**ENTRIES:**
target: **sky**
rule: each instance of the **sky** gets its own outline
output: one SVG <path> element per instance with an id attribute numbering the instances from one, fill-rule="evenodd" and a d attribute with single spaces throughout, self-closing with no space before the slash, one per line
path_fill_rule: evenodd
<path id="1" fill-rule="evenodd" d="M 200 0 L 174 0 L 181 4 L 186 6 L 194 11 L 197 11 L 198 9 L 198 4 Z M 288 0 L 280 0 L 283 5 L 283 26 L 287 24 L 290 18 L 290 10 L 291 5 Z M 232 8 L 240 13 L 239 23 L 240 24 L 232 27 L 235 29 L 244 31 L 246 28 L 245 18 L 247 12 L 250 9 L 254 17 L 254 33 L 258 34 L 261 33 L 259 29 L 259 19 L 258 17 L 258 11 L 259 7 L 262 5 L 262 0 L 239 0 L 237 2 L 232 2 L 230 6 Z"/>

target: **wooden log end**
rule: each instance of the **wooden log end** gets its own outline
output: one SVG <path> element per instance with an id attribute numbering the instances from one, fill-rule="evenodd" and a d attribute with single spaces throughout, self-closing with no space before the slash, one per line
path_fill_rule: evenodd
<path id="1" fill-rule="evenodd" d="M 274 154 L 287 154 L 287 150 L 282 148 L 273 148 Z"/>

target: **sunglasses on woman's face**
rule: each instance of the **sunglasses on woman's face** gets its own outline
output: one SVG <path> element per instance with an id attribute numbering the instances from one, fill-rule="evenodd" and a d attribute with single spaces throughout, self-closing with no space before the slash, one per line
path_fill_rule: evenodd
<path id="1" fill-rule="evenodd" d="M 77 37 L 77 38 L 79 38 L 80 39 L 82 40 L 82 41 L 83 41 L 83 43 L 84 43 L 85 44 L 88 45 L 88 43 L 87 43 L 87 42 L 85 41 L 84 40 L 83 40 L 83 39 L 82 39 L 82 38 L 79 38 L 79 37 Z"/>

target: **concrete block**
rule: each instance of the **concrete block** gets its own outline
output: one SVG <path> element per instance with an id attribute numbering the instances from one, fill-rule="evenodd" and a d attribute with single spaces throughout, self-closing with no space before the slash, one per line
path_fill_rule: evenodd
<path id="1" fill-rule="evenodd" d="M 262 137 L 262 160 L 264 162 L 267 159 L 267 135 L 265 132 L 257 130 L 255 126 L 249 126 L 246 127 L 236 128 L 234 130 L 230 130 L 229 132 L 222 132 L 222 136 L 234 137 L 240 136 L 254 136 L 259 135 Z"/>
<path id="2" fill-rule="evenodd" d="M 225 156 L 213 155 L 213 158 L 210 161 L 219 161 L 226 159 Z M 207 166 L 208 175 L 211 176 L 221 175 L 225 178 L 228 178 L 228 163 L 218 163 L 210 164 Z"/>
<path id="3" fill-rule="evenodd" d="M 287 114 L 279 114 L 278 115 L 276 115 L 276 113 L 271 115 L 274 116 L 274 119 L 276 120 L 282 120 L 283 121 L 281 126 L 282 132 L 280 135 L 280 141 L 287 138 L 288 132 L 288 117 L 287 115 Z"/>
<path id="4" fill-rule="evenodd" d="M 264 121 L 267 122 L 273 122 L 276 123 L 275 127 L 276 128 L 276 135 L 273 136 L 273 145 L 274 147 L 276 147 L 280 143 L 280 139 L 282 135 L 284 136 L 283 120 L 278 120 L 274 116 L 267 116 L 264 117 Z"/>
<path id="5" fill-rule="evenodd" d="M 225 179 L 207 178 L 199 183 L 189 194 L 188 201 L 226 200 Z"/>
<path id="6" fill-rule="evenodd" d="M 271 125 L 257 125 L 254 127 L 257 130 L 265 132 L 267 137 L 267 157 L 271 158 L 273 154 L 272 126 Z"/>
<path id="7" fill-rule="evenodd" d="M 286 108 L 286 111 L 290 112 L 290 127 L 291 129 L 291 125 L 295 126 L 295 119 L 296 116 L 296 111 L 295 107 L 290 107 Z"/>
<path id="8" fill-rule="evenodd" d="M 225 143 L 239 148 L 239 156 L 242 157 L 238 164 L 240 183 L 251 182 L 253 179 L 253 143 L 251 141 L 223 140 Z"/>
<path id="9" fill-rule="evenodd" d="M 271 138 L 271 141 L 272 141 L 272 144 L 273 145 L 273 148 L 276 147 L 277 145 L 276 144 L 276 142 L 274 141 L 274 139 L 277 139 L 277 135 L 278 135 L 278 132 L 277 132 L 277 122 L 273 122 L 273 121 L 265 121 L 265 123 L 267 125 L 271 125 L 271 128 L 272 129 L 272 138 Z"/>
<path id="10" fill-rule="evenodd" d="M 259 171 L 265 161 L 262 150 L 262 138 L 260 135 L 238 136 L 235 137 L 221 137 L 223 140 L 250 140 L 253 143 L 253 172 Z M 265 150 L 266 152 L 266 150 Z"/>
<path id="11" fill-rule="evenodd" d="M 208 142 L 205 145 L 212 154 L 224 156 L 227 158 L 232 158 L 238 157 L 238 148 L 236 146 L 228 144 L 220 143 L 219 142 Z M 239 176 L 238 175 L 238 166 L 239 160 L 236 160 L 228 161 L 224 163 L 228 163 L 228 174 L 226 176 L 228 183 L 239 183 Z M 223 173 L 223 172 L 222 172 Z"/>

**WHAT TO DO:** Convert all the records above into a two-column CSV with the header row "record_text,answer". Give one row per record: put the record's text in the first column and its answer in the second, each as a single quoted field, with line breaks replaced by spaces.

**RESULT OF THE EXERCISE:**
record_text,answer
"target: **sky** rule: each instance of the **sky** gets its own outline output: one SVG <path> element per instance with an id attribute numbering the instances from one, fill-rule=""evenodd"" and a d attribute with single spaces throughout, self-closing with no space before the slash, one per line path_fill_rule: evenodd","<path id=""1"" fill-rule=""evenodd"" d=""M 200 0 L 174 0 L 181 4 L 186 6 L 194 11 L 197 11 L 198 9 L 198 4 Z M 288 0 L 280 0 L 283 5 L 283 26 L 287 24 L 290 18 L 290 10 L 291 5 Z M 232 8 L 240 13 L 239 23 L 240 24 L 232 27 L 235 29 L 244 31 L 246 28 L 245 18 L 247 12 L 250 9 L 254 17 L 254 33 L 258 34 L 261 33 L 259 29 L 259 19 L 258 17 L 258 11 L 259 7 L 262 5 L 262 0 L 239 0 L 237 2 L 232 2 L 230 6 Z""/>"
"target: **wooden log end** rule: each instance of the **wooden log end** gets its own outline output: one SVG <path> element per instance with an id attribute numbering the instances from one, fill-rule=""evenodd"" and a d attribute with single spaces throughout, self-closing with no space before the slash, one per line path_fill_rule: evenodd","<path id=""1"" fill-rule=""evenodd"" d=""M 274 154 L 287 154 L 287 150 L 282 148 L 273 148 Z""/>"
"target: **sunglasses on woman's face** rule: each instance of the **sunglasses on woman's face** gets its own outline output: one SVG <path> element per instance with an id attribute numbering the instances from one, fill-rule=""evenodd"" and a d attribute with single spaces throughout, self-closing with no space before the slash, one per line path_fill_rule: evenodd","<path id=""1"" fill-rule=""evenodd"" d=""M 77 37 L 77 38 L 79 38 L 80 39 L 82 40 L 82 41 L 83 41 L 83 43 L 84 43 L 85 44 L 88 45 L 88 43 L 87 43 L 87 42 L 85 41 L 84 40 L 83 40 L 83 39 L 82 39 L 82 38 L 79 38 L 79 37 Z""/>"
"target: **concrete block** rule: each instance of the **concrete block** gets its own outline output: one SVG <path> element per instance with an id attribute numbering the instances from one, fill-rule=""evenodd"" and a d attribute with single spaces throughout, self-closing with no space before the slash, one per line path_fill_rule: evenodd","<path id=""1"" fill-rule=""evenodd"" d=""M 262 137 L 262 160 L 264 162 L 267 159 L 267 135 L 265 132 L 257 130 L 255 126 L 249 126 L 246 127 L 236 128 L 234 130 L 230 130 L 229 132 L 222 132 L 222 136 L 234 137 L 240 136 L 254 136 L 259 135 Z""/> <path id=""2"" fill-rule=""evenodd"" d=""M 225 156 L 213 155 L 213 158 L 210 161 L 219 161 L 226 159 Z M 207 166 L 208 175 L 211 176 L 221 175 L 225 178 L 228 178 L 228 163 L 218 163 L 210 164 Z""/> <path id=""3"" fill-rule=""evenodd"" d=""M 287 114 L 279 114 L 278 115 L 276 115 L 276 113 L 271 115 L 274 116 L 274 119 L 276 120 L 282 120 L 283 121 L 281 126 L 282 132 L 280 135 L 280 141 L 287 138 L 288 132 L 288 117 L 287 115 Z""/> <path id=""4"" fill-rule=""evenodd"" d=""M 264 121 L 267 122 L 273 122 L 276 123 L 275 127 L 276 128 L 276 135 L 273 136 L 273 145 L 274 147 L 276 147 L 280 143 L 280 139 L 282 135 L 284 136 L 283 120 L 278 120 L 274 116 L 267 116 L 264 117 Z""/> <path id=""5"" fill-rule=""evenodd"" d=""M 225 179 L 207 178 L 199 183 L 189 194 L 188 201 L 226 200 Z""/> <path id=""6"" fill-rule=""evenodd"" d=""M 271 125 L 257 125 L 254 127 L 257 130 L 265 132 L 267 137 L 267 157 L 271 158 L 273 154 L 272 126 Z""/> <path id=""7"" fill-rule=""evenodd"" d=""M 286 108 L 286 111 L 290 112 L 290 127 L 291 129 L 291 125 L 295 126 L 295 119 L 296 116 L 296 111 L 295 107 L 290 107 Z""/> <path id=""8"" fill-rule=""evenodd"" d=""M 225 143 L 239 148 L 239 156 L 242 157 L 238 164 L 240 183 L 251 182 L 253 179 L 253 143 L 251 141 L 223 140 Z""/> <path id=""9"" fill-rule=""evenodd"" d=""M 271 138 L 271 141 L 272 141 L 272 144 L 273 145 L 273 148 L 276 147 L 277 145 L 276 144 L 276 142 L 274 141 L 274 139 L 277 139 L 277 135 L 278 135 L 278 132 L 277 132 L 277 122 L 273 122 L 273 121 L 265 121 L 265 123 L 267 125 L 271 125 L 271 128 L 272 129 L 272 138 Z""/> <path id=""10"" fill-rule=""evenodd"" d=""M 259 171 L 265 161 L 262 150 L 262 138 L 260 135 L 238 136 L 235 137 L 221 137 L 223 140 L 250 140 L 253 143 L 253 172 Z M 265 150 L 266 152 L 266 150 Z""/> <path id=""11"" fill-rule=""evenodd"" d=""M 208 142 L 205 145 L 212 154 L 224 156 L 227 158 L 232 158 L 238 157 L 238 148 L 236 146 L 228 144 L 220 143 L 219 142 Z M 239 176 L 238 175 L 238 166 L 239 160 L 236 160 L 228 161 L 224 163 L 228 163 L 228 174 L 226 176 L 228 183 L 239 183 Z M 223 173 L 223 172 L 222 172 Z""/>"